Excerpted text
Alteryx is a visual data transformation platform with a user-friendly interface and drag-and-drop tools. Nonetheless, Alteryx may have difficulties to cope with the complexity increase within an organization’s data pipeline, and it can become a suboptimal tool when companies start dealing with large and complex data transformations. In such cases, moving to dbt can be a natural step, since dbt is designed to manage complex data transformation pipelines in a scalable, efficient, and more explicit manner. Also, this transition involved migrating from on-premises SQL Server to Snowflake cloud computing. In this article, we describe the differences between Alteryx and dbt, and how we reduced a client's 6-hour runtime in Alteryx to 9 minutes with dbt and Snowflake at Indicium Tech.
Transforming data to follow business rules can be a complex task, especially with the increasing amount of data collected by companies. To reduce such complexity, data transformation solutions designed as drag-and-drop tools can be seen as more intuitive, since analysts can visualize the steps taken to transform data. One example of a popular drag-and-drop transformation tool is Alteryx which allows business analysts to transform data by dragging and dropping operators in a canvas. The graphic interface of Alteryx Designer is presented in Figure 1.
Nonetheless, as data workflows become more complex, Alteryx lacks the modularity, documentation, and version control capabilities that these flows require. In this sense, dbt may be a more suitable solution to building resilient and modular data pipelines due to its focus on data modeling.
This article reports our experience migrating a large client's data workflow from Alteryx to dbt over the course of three months. After model refactoring, model runtime was reduced from 6 hours to 9 minutes in dbt, with clearer lineage of models and better documentation and version control.
To that end, we:
- Defined which models would be prioritized together with the client's team,
- Defined which approach would be used to refactor Alteryx workflows to dbt models,
- Audited refactored models to make sure they matched the outputs from the original Alteryx workflow, and
- Replaced clients' data sources to the dbt refactored models.

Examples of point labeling

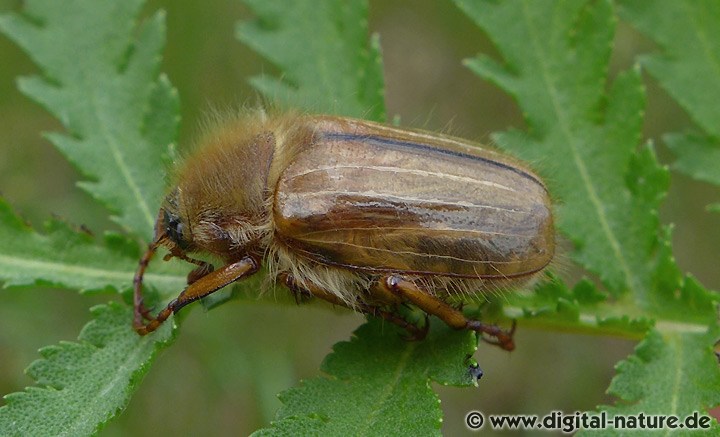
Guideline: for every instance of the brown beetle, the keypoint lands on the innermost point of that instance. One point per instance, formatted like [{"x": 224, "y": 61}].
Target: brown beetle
[{"x": 356, "y": 213}]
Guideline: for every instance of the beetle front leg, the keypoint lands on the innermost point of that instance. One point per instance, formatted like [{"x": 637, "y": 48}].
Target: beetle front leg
[
  {"x": 200, "y": 288},
  {"x": 451, "y": 316}
]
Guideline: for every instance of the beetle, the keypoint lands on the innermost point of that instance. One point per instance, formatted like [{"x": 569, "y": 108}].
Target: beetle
[{"x": 356, "y": 213}]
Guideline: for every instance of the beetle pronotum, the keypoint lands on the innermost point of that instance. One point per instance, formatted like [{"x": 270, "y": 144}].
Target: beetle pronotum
[{"x": 356, "y": 213}]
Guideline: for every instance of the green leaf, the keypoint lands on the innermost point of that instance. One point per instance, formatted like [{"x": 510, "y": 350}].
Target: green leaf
[
  {"x": 121, "y": 116},
  {"x": 669, "y": 374},
  {"x": 688, "y": 36},
  {"x": 64, "y": 257},
  {"x": 83, "y": 384},
  {"x": 337, "y": 70},
  {"x": 101, "y": 81},
  {"x": 584, "y": 140},
  {"x": 379, "y": 383}
]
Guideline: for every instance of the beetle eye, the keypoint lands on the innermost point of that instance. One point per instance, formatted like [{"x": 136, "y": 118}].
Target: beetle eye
[{"x": 174, "y": 230}]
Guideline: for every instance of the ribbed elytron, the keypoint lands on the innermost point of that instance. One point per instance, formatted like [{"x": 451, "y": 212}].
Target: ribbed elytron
[{"x": 359, "y": 214}]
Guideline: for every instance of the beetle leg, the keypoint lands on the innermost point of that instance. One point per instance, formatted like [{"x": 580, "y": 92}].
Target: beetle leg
[
  {"x": 202, "y": 287},
  {"x": 454, "y": 318},
  {"x": 315, "y": 291}
]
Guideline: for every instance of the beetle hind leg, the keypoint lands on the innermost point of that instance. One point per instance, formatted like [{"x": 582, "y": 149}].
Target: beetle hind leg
[
  {"x": 312, "y": 290},
  {"x": 454, "y": 318}
]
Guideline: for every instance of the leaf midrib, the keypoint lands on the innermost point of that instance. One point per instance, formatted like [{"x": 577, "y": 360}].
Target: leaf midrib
[
  {"x": 119, "y": 160},
  {"x": 580, "y": 165},
  {"x": 388, "y": 389}
]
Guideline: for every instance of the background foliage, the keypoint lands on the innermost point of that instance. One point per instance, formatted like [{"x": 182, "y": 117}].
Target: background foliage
[{"x": 233, "y": 360}]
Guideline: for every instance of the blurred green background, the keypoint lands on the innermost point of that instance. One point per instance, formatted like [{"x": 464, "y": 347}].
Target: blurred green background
[{"x": 222, "y": 375}]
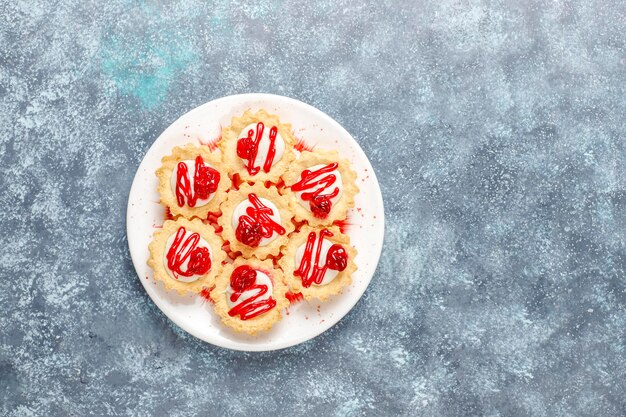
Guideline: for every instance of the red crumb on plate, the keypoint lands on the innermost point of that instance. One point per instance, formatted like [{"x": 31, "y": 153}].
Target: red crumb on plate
[
  {"x": 294, "y": 298},
  {"x": 301, "y": 145}
]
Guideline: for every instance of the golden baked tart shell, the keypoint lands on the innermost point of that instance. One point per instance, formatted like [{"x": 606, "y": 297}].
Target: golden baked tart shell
[
  {"x": 234, "y": 198},
  {"x": 232, "y": 133},
  {"x": 339, "y": 209},
  {"x": 165, "y": 172},
  {"x": 320, "y": 292}
]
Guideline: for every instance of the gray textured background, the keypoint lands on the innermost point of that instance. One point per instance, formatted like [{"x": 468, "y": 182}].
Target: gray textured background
[{"x": 496, "y": 129}]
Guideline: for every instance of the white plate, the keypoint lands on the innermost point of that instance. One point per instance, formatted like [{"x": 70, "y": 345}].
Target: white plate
[{"x": 304, "y": 320}]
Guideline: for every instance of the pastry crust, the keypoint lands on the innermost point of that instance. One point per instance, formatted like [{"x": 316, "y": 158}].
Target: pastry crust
[
  {"x": 164, "y": 173},
  {"x": 339, "y": 210},
  {"x": 232, "y": 133},
  {"x": 321, "y": 292},
  {"x": 264, "y": 321},
  {"x": 157, "y": 249},
  {"x": 228, "y": 207}
]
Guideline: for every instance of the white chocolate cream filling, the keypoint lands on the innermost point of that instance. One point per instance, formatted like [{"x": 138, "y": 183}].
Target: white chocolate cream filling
[
  {"x": 191, "y": 170},
  {"x": 337, "y": 184},
  {"x": 261, "y": 279},
  {"x": 264, "y": 145},
  {"x": 241, "y": 208},
  {"x": 330, "y": 274},
  {"x": 201, "y": 243}
]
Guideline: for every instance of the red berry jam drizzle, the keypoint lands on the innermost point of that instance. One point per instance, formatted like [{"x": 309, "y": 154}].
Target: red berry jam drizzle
[
  {"x": 301, "y": 145},
  {"x": 248, "y": 148},
  {"x": 206, "y": 295},
  {"x": 205, "y": 182},
  {"x": 294, "y": 297},
  {"x": 256, "y": 224},
  {"x": 336, "y": 259},
  {"x": 243, "y": 279},
  {"x": 187, "y": 249},
  {"x": 319, "y": 203}
]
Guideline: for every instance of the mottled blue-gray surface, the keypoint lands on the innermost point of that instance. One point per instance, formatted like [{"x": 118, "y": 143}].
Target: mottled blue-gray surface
[{"x": 497, "y": 130}]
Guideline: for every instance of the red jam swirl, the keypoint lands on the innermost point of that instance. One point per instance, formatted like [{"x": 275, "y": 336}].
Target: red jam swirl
[
  {"x": 320, "y": 204},
  {"x": 336, "y": 259},
  {"x": 187, "y": 249},
  {"x": 248, "y": 148},
  {"x": 205, "y": 182},
  {"x": 243, "y": 279},
  {"x": 256, "y": 224}
]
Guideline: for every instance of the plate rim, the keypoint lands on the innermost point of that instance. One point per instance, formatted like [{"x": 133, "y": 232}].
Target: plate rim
[{"x": 352, "y": 303}]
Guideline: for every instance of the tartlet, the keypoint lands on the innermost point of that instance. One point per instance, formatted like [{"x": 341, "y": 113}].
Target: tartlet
[
  {"x": 256, "y": 220},
  {"x": 249, "y": 295},
  {"x": 192, "y": 181},
  {"x": 321, "y": 187},
  {"x": 318, "y": 272},
  {"x": 257, "y": 146}
]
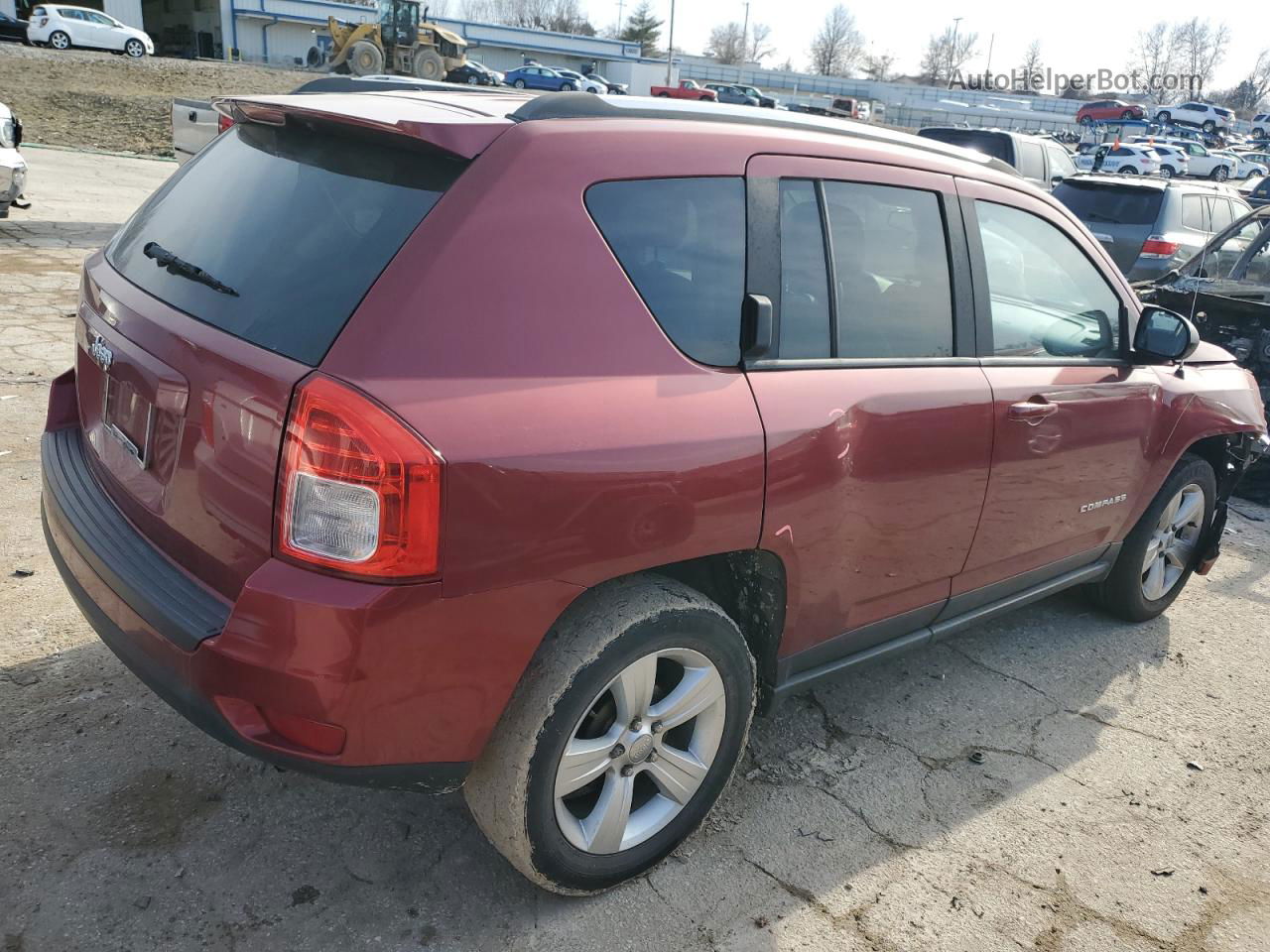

What this exercise asks
**1.** Decide whether each statement below agrees with the Alteryx-to-dbt migration article, answering yes or no and quoting the words from the article that settle it.
(a) The migration of the client's workflow took three months.
(b) The transition moved data from Snowflake to an on-premises SQL Server.
(c) The refactored models were checked against the outputs of the original Alteryx workflow.
**2.** Using the Alteryx-to-dbt migration article, answer these questions:
(a) What was the client's runtime in Alteryx?
(b) What does the article say dbt focuses on?
(c) Together with whom were the prioritized models defined?

The replies
**1.**
(a) Yes: "over the course of three months"
(b) No: "migrating from on-premises SQL Server to Snowflake cloud computing"
(c) Yes: "Audited refactored models to make sure they matched the outputs from the original Alteryx workflow"

**2.**
(a) 6 hours
(b) Data modeling
(c) The client's team